- Problem details
Can you print the records below word for word, starting at the line that contains "Where can you find the firefighter's" and ending with the final line of the records?
▬▬▬
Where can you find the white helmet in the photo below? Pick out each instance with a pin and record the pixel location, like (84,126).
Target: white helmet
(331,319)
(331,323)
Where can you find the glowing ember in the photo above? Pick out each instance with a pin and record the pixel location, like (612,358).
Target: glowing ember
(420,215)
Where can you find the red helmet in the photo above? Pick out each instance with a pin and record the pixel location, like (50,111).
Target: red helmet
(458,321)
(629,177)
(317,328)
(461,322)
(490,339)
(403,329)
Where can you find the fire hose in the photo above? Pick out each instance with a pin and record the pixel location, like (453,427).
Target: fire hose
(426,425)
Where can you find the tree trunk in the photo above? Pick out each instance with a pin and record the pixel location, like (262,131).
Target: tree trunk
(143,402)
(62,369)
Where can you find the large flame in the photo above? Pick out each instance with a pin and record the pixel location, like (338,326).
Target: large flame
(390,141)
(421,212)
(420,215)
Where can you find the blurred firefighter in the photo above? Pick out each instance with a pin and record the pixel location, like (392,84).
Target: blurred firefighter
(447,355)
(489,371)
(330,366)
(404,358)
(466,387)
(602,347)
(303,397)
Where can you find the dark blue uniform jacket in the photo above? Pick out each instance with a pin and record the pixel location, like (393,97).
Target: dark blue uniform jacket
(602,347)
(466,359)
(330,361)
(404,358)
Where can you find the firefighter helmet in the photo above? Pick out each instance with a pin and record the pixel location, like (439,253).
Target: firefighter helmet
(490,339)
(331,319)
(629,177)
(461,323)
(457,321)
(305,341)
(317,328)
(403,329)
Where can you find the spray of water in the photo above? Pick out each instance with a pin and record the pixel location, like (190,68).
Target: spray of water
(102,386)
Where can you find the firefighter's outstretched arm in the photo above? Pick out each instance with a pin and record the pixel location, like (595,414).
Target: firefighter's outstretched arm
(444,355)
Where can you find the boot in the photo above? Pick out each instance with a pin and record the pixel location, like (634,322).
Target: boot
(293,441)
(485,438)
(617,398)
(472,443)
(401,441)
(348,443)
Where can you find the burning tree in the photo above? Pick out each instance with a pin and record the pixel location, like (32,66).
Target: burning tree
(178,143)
▬▬▬
- Reply
Where can you find the firefighter's outstretched arm in the photo above? Pick out each instance with a pin and record the pixel location, like (595,414).
Target: firefighter's outstretched arm
(444,355)
Where can you find the boot in the photo above? Pick out each instance with a pin and record the pixel location, like (634,322).
Target: boot
(293,441)
(485,438)
(617,398)
(472,443)
(401,441)
(348,443)
Where can you find the burning tree in the photo above? Pick out each instance with a pin and record the pixel location, like (32,66).
Target: burning tree
(178,143)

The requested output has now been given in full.